DOCUMENT SEGMENT.
|---|

German two-seat training glider, 1979

The ASK 21 is a glass-reinforced plastic (GRP) two-seat glider aircraft with a T-tail. The ASK 21 is designed primarily for beginner instruction, but is also suitable for cross-country flying and aerobatic instruction.

==Design and development==
The ASK 21 was designed by Rudolf Kaiser to replace the popular ASK 13, providing a modern two-seat aircraft bridging the gap between initial training and single-seat performance flying. The ASK 21 is the first full-GRP two-seater produced by Schleicher, flying for the first time in February 1979. Production also began in 1979. In 2003 the operating time was extended to 18,000 hours. In December 2004 the ASK 21 Mi, a self-launching version, made its first flight. A revised and improved version, the ASK 21B was introduced in 2018.

The ASK 21 remains in production (May 2024) with over 1000 examples completed.

===Construction===
The two seats are in a tandem arrangement with dual controls, adjustable rudder pedals and seatbacks. The fuselage consists of a tubular sandwich and thus offers passive safety with low weight. The two-piece, mid-set, cantilever wing is a single-spar glass-fiber construction without flaps, but with upper side Schempp-Hirth-type air brakes. The wingtips curve downward, providing tip skids that allow take-offs without a wing helper (small wheel added with ASK-21 mi). The T-tail possesses a fixed horizontal stabilizer and an elevator with spring trim and automatic connections. The undercarriage consists of two or three fixed wheels. The main wheel lies behind the centre of gravity and has a hydraulically operated disc brake. Checking the tire pressure is hindered by the need for removing the wheel fairing. The tail unit has a rubber skid or a tailwheel.

|---|

RECORDED INFORMATION.
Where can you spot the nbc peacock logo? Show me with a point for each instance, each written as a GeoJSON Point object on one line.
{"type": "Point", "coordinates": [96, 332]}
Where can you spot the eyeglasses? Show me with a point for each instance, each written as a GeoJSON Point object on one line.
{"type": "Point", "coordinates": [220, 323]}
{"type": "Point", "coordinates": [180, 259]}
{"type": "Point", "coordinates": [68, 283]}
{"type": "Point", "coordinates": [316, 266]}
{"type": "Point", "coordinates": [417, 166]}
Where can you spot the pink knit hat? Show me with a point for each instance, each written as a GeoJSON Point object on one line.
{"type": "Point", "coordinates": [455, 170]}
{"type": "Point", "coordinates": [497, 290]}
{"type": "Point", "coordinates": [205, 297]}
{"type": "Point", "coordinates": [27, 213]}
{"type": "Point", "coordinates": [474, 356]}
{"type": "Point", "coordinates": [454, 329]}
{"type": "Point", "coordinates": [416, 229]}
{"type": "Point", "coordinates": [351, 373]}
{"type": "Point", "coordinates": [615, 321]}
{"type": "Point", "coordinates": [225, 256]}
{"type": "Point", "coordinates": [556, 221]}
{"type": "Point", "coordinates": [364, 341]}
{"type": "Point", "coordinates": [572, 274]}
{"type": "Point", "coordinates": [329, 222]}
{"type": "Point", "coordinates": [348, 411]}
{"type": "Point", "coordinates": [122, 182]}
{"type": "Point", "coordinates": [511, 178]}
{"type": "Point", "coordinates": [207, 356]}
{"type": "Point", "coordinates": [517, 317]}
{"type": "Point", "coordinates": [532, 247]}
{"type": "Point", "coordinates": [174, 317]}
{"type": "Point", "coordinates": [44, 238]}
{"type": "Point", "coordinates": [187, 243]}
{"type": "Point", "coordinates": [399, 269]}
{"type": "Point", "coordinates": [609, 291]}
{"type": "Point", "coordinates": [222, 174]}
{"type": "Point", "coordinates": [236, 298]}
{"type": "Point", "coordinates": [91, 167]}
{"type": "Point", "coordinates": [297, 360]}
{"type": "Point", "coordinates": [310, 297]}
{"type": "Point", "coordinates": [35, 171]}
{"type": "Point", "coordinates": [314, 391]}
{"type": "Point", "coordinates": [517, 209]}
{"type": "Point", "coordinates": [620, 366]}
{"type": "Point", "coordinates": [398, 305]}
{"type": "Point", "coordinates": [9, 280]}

|---|

STUDY QUESTIONS.
(1) Answer these questions from the ASK 21 glider text:
(a) Who designed the ASK 21?
(b) When did the ASK 21 Mi make its first flight?
(c) What kind of brake is fitted to the main wheel?
(2) Decide whether each statement agrees with the ASK 21 glider text. Answer yes or no, quoting the deciding words.
(a) The ASK 21 wing is fitted with flaps.
(b) Production of the ASK 21 began in 1979.
(c) The two seats are arranged side by side.
(3) Carry on the ASK 21 glider text from its final sentence about the tail unit.
The records were taken from a different source and have no connection to the glider text.

RESULTS IN ORDER.
(1)
(a) Rudolf Kaiser
(b) December 2004
(c) A hydraulically operated disc brake

(2)
(a) No: "without flaps"
(b) Yes: "Production also began in 1979."
(c) No: "The two seats are in a tandem arrangement"

(3)
==Flight characteristics==
The thick wing profile gives good low-speed characteristics (nominal stall speed approximately 65 km/h or 35 knots). The flight characteristics are docile; its stall is gentle, with ample vibration warning, and is easily recoverable. The nose does not noticeably drop, but the variometer indicates a high rate of descent and the vibration continues until back pressure is released and stall recovery is initiated.

Spin kit installation on the tail of C-FASK at the Bromont Airport in Quebec

The glider has little tendency to enter a spin. In order to make spinning possible for training purposes or demonstrations a spin kit is available from the manufacturer. It consists of ballast discs applied to the tail to change the center of gravity according to the weight of the crew. With this device the ASK 21 when slowed to stall speed with rudder input drops one wing and begins to rotate. Recovery is standard, utilizing neutralized ailerons, full opposite rudder until the rotation stops, centralizing the rudder and progressively moving the control column forward to reduce the angle of attack. As the glider recovers from the spin the control column is progressively moved backwards to pull out of the dive.

When entering a side slip, which is not uncommon as an energy management technique, the rudder can aerodynamically over centre, requiring an input from the pilot for the rudder pedals to return to neutral.

==Variants==
- ASK 21
Production sailplane
- ASK 21 Mi
Self-launching sailplane, as ASK 21 with a retractable IAE R50-AA rotary engine with a fixed pitch propeller mounted behind the wing.
- Vanguard TX.1
The ASK-21 acquired by the UK Ministry of Defence for use by the Air Cadet organisations.
- ASK 21B
Improved version of the original ASK 21. New features: automatic control connections, internal spin ballast, revised canopy, more effective ailerons.

==Operators==

===Military===

====Current====
- AUS
- Royal Australian Air Force
  - Australian Air Force Cadets - 11
- POR
- Portuguese Air Force
  - Portuguese Air Force Academy

====Former====
- Royal Air Force for Air Training Corps (Vanguard TX.1)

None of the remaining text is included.